## EXERCISE
Each line below needs to be returned exactly. Skip any picture.

============================================================

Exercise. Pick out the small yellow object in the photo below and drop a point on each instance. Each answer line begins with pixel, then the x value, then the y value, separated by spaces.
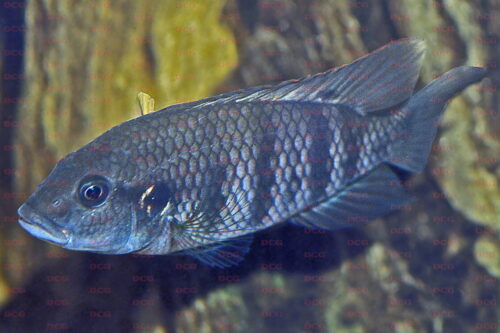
pixel 146 103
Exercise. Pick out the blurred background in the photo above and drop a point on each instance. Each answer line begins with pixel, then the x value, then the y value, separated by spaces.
pixel 72 69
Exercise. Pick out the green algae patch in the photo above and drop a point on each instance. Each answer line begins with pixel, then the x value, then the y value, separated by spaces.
pixel 85 65
pixel 487 254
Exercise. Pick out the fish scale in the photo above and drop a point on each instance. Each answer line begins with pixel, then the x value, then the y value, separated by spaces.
pixel 325 151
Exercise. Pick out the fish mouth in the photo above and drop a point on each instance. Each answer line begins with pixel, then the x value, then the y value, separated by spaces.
pixel 42 227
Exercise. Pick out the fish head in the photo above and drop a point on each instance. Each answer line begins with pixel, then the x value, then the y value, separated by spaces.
pixel 83 205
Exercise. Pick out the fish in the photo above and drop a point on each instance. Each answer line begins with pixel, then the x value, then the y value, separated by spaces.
pixel 326 151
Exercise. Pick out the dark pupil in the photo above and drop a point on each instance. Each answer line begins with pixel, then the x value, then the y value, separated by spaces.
pixel 93 192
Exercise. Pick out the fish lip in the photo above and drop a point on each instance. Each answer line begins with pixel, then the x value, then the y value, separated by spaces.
pixel 42 227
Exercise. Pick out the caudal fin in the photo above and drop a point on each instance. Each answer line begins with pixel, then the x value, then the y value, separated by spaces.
pixel 424 110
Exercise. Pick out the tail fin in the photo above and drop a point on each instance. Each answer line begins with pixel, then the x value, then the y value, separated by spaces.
pixel 424 110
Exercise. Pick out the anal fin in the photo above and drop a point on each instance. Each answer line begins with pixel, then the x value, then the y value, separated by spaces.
pixel 372 196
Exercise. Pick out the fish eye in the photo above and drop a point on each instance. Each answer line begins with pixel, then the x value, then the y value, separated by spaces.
pixel 93 191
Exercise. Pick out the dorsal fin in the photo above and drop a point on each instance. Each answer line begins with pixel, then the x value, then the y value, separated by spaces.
pixel 377 81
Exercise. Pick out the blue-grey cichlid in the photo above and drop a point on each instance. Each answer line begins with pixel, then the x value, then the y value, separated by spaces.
pixel 325 151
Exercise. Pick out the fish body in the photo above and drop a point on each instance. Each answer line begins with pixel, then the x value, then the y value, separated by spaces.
pixel 326 151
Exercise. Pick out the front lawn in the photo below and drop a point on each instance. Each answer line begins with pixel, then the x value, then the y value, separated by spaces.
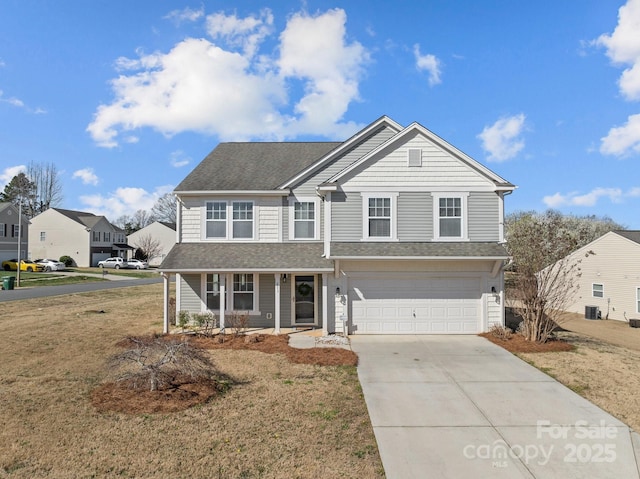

============================================================

## RESULT OF THE EXERCISE
Exercise. Pick out the small yellow object in the photo below and drop a point on each instance. Each answer line begins with pixel, then the x value, then the y value, separated by spaces.
pixel 146 103
Exercise. Pick out the blurred background in the photo above and drop a point on each instance. Each answer line begins with pixel, then the x value, then the y value, separated by spaces.
pixel 72 69
Exercise. Pick out the green algae patch in the photo above and drop a point on each instance. Each answer line begins with pixel, then the x value, then the y value, separated by spaces.
pixel 85 65
pixel 487 254
Exercise. Pick out the fish scale in the photo above and drop a point on each instance. Each answer line begins with pixel, then the x value, then the y value, separated by spaces.
pixel 325 151
Exercise. Pick out the fish mouth in the photo above and drop a point on each instance. Each answer line begins with pixel, then the x value, then the y value, separated by spaces.
pixel 42 227
Exercise. Pick out the fish head in the photo above and drop a point on each instance. Each answer line begins with pixel, then the x value, then the y value, separated by spaces.
pixel 83 205
Exercise. Pick out the fish in the photo above and drop a point on each instance. Each answer line begins with pixel, then the x value, then the y value, separated by spaces.
pixel 326 151
Exercise. Pick out the dark pupil in the photo above and drop a point on each instance. Each answer line begins with pixel, then the x value, then the y value, separated by spaces.
pixel 93 192
Exercise. Pick out the fish lip in the photo above and drop a point on each instance. Each answer line begins with pixel, then the x value, then the y value, separated by spaces.
pixel 42 227
Exercise. Pick out the caudal fin in the photo above and drop a point on each instance. Each answer line begins with pixel, then the x value, then the y value, separated by spaces.
pixel 424 110
Exercise. Pick out the tail fin in the photo above and drop a point on each instance. Each answer line begins with pixel, then the x value, then the y value, separated by spaces.
pixel 424 110
Exercise. Pick out the anal fin in the photo above and drop a point on each instance. Each answer line begins with pixel, then the x value, then the y value, separated by spaces.
pixel 372 196
Exercise. Pick out the fish eye in the photo above and drop a point on each instance. Each answer line begins with pixel, then the x value, then the y value, separated by spaces.
pixel 93 191
Exercise. Pick out the dorsal fin in the photo above and drop a point on each instance. Each answer line begins with pixel, then the x value, then the y value, separated by spaces.
pixel 377 81
Exercise. Pick out the blue-grey cichlid in the photo above and drop a point on each instance. Each answer line begins with pixel, then the x value, then the y value, separated by spaces.
pixel 325 151
Exercise. Pick out the fish body in the photo above and drop a point on each instance. Each answer line begins with pixel, then the x value, then the y value, separated by spaces.
pixel 326 151
Exercise. Pick out the front lawn in the photo below and drop a point on each instance. Each answer line begins with pixel, then the x value, then the y value, separated by spaces.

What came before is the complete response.